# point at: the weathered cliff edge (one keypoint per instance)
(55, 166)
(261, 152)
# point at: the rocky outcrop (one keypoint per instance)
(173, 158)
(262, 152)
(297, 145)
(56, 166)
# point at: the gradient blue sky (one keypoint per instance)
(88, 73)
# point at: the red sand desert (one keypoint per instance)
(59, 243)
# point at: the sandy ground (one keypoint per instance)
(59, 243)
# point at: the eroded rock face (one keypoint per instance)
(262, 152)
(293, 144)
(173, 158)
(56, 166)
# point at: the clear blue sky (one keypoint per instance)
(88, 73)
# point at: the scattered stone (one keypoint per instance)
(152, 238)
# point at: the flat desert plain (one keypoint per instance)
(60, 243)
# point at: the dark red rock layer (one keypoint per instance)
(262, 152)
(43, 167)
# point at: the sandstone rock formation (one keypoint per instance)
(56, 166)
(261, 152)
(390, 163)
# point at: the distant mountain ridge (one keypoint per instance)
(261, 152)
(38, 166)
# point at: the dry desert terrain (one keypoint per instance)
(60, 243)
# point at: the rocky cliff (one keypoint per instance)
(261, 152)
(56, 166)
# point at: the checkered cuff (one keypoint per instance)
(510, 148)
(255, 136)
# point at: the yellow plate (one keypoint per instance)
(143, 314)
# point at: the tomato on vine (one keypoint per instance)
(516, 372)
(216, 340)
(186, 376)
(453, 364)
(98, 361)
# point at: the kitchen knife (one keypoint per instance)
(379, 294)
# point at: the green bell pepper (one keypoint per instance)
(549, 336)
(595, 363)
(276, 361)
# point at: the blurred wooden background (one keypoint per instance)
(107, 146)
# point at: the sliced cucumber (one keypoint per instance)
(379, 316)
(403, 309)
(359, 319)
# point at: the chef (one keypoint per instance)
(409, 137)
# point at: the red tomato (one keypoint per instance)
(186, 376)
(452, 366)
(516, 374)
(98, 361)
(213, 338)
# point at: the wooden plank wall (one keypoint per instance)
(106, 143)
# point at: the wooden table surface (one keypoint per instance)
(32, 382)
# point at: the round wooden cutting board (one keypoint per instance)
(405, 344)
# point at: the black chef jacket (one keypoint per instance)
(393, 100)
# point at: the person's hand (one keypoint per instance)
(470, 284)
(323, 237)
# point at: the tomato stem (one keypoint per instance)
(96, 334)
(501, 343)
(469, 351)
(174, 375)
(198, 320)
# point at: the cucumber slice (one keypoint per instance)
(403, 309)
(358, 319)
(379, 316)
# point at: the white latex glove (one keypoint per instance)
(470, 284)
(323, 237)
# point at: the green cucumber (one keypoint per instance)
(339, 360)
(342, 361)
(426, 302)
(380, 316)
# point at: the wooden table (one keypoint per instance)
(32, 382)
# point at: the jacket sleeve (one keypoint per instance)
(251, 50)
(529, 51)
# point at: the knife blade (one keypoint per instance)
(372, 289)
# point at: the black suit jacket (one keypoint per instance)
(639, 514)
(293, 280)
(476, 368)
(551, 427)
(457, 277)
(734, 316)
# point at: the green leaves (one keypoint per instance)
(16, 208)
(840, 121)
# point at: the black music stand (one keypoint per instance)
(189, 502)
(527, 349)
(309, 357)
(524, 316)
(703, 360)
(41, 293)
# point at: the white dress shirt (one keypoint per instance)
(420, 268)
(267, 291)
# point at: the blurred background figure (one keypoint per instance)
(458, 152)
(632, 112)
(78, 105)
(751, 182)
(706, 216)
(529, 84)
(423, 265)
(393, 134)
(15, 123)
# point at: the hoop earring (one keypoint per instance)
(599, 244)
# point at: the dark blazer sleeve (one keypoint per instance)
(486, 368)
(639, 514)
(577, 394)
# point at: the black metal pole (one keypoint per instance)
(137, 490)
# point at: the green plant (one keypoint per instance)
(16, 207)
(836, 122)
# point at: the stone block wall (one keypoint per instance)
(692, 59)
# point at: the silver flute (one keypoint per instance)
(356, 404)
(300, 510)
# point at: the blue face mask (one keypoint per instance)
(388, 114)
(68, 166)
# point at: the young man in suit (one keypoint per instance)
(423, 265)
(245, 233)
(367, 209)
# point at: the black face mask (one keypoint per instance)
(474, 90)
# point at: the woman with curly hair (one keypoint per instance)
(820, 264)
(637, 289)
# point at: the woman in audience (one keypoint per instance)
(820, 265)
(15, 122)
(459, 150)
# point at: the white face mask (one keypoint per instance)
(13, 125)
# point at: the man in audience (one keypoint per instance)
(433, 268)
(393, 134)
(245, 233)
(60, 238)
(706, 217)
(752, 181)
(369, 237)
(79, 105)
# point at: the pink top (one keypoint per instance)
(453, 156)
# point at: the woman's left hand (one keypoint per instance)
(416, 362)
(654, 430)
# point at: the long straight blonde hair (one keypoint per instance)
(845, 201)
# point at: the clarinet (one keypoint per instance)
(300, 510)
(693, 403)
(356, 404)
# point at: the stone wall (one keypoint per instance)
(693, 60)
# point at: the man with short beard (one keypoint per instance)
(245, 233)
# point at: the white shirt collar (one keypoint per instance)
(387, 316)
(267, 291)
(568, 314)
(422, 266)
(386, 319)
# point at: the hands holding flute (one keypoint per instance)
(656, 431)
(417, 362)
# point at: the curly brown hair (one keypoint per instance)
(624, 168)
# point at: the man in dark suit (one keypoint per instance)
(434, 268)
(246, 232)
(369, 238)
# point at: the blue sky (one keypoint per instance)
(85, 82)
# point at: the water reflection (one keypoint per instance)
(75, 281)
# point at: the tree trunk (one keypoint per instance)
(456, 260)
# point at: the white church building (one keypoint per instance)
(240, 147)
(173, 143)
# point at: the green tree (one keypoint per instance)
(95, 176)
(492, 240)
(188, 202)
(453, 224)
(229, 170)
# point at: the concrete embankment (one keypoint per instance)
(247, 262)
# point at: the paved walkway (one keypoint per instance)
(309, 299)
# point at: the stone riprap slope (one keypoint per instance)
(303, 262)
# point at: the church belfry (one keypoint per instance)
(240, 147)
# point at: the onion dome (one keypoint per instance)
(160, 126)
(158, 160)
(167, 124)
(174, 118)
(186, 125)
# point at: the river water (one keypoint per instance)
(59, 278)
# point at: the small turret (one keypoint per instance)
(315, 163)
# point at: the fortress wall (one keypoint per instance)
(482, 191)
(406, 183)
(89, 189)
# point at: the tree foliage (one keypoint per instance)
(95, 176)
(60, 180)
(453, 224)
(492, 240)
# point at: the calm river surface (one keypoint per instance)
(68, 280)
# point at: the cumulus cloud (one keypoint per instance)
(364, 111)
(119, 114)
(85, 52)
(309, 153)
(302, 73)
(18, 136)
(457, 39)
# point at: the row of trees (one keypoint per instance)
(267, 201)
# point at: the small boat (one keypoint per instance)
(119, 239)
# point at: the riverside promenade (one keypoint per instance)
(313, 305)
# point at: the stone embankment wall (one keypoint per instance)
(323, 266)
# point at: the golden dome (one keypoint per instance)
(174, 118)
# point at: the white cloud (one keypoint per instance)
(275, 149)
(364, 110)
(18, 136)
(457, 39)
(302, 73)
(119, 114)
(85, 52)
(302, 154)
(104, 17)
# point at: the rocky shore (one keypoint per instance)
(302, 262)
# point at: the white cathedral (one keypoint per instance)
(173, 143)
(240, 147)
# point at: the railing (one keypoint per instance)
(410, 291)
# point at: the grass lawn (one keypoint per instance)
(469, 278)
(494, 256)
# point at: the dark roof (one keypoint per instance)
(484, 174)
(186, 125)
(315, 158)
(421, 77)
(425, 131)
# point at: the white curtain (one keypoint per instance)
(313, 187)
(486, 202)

Problem description :: Give back exactly the lines running from the line containing "# point at: the row" through the end of the material above, both included, and nothing beyond them.

Task output ::
# point at: the row of trees (one keypoint per instance)
(267, 201)
# point at: the small boat (one keypoint per instance)
(119, 239)
# point at: the riverside promenade (one keypoint per instance)
(313, 305)
# point at: the stone embankment wall (one keypoint per instance)
(323, 266)
# point at: the golden dome (one keypoint per instance)
(174, 118)
# point at: the white cloud (one keypoint per instance)
(275, 149)
(364, 110)
(18, 136)
(457, 39)
(302, 73)
(119, 114)
(85, 52)
(302, 154)
(104, 17)
# point at: the rocky shore (one keypoint per instance)
(302, 262)
# point at: the white cathedral (one keypoint per instance)
(173, 143)
(240, 147)
# point at: the railing (one keypoint per instance)
(410, 291)
# point at: the grass lawn (one keypoint per instance)
(469, 278)
(494, 256)
# point at: the dark roof (one keypoint per instance)
(484, 174)
(186, 125)
(315, 158)
(421, 77)
(425, 131)
# point at: the white curtain (one keypoint per instance)
(313, 187)
(486, 202)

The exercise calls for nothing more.